* Start INPUT *

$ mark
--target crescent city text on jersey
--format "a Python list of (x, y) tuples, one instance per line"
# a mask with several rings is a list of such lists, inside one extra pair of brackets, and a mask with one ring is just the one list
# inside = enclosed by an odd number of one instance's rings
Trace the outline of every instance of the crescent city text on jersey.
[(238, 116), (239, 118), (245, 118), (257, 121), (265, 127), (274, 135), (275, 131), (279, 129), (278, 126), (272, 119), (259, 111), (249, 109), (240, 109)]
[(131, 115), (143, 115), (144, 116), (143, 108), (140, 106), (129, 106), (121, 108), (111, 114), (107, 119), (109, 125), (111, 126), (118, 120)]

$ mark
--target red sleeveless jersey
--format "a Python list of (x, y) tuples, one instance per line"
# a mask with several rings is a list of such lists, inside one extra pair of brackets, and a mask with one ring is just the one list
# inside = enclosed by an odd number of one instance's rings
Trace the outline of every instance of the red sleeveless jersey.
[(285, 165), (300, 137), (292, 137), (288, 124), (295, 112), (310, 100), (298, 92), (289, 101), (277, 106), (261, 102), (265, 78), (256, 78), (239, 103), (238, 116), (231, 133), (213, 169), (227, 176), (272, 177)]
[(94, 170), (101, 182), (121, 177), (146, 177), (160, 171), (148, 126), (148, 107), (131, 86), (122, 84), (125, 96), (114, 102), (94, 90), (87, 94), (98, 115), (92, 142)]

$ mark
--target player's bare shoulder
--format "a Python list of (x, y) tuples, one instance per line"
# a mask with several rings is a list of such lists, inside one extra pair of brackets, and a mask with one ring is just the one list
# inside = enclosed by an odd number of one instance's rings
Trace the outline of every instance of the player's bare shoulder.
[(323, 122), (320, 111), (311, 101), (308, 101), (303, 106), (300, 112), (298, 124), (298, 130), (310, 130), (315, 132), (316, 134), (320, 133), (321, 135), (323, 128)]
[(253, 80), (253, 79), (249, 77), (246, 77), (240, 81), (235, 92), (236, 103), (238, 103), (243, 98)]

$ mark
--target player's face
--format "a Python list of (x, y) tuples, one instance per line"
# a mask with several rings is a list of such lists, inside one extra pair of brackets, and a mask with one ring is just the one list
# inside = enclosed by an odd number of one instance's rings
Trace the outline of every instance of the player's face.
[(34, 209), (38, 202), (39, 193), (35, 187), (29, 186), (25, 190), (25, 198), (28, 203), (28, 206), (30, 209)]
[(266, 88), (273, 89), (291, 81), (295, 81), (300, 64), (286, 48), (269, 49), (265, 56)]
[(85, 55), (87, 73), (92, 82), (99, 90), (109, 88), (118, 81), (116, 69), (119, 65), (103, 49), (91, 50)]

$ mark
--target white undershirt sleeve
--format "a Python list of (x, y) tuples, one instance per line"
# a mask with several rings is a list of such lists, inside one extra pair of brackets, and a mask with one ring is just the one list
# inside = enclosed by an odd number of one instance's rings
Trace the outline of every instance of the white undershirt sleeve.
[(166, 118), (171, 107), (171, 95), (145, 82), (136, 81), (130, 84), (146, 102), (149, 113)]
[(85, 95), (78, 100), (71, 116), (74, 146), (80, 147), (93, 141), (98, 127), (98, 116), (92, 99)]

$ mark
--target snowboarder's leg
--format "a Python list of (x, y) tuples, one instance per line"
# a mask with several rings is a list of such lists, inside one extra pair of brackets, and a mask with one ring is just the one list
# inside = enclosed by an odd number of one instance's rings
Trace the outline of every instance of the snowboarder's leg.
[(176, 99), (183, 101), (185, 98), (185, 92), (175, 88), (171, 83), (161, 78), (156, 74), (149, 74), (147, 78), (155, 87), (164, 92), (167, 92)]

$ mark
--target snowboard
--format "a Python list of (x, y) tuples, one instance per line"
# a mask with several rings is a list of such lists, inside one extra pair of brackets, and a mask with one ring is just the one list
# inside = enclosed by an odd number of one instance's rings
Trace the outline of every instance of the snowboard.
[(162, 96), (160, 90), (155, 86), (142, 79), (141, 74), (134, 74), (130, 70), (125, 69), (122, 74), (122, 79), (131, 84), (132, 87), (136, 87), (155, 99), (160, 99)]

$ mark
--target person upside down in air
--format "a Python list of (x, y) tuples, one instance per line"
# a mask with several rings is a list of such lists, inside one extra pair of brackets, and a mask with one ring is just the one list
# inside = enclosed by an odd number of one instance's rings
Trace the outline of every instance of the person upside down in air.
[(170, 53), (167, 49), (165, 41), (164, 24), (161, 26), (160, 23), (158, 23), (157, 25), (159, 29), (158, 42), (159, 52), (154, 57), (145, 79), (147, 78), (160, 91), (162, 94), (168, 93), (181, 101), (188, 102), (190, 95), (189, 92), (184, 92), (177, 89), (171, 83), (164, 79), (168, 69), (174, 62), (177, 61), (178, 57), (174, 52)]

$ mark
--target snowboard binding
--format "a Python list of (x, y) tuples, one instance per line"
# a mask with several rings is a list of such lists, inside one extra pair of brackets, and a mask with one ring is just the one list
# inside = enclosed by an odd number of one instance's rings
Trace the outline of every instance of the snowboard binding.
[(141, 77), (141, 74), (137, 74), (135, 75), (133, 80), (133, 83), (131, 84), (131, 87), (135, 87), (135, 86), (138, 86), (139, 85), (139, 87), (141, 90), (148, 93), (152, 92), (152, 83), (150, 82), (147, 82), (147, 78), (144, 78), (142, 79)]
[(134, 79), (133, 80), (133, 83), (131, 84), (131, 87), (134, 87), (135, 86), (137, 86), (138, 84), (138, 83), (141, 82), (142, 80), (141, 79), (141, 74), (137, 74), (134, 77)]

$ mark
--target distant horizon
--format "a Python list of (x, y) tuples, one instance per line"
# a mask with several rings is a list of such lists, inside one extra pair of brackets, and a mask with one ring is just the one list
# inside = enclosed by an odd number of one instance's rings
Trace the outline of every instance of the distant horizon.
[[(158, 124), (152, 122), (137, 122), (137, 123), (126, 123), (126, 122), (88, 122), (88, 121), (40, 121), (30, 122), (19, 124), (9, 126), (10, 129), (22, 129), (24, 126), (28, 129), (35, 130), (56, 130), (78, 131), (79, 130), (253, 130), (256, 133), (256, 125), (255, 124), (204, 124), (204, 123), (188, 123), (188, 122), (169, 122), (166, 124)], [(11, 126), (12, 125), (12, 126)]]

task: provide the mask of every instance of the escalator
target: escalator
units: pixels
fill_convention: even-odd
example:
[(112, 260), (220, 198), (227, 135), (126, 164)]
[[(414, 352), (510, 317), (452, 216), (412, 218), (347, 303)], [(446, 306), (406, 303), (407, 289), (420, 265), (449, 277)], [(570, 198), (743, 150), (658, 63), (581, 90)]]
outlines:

* End INPUT *

Lay out the records from their start through the line containing "126), (118, 120)]" as a Markdown table. Use the columns Row and Line, give each line a row number, and leave out any blank lines.

TASK RESULT ->
| Row | Line |
|---|---|
| 1 | $ mark |
| 2 | --target crescent city text on jersey |
| 3 | --format "a Python list of (x, y) tuples, one instance per line" |
| 4 | # a mask with several rings is a list of such lists, inside one extra pair of brackets, and a mask with one ring is just the one list |
| 5 | # inside = enclosed by an odd number of one instance's rings |
| 6 | Trace the outline of every instance of the crescent city text on jersey. |
| 7 | [(238, 116), (239, 118), (245, 118), (257, 121), (265, 127), (274, 135), (275, 131), (279, 129), (278, 126), (272, 119), (259, 111), (249, 109), (240, 109)] |
| 8 | [(131, 115), (143, 115), (144, 116), (143, 108), (140, 106), (129, 106), (121, 108), (111, 114), (107, 119), (109, 125), (111, 126), (118, 120)] |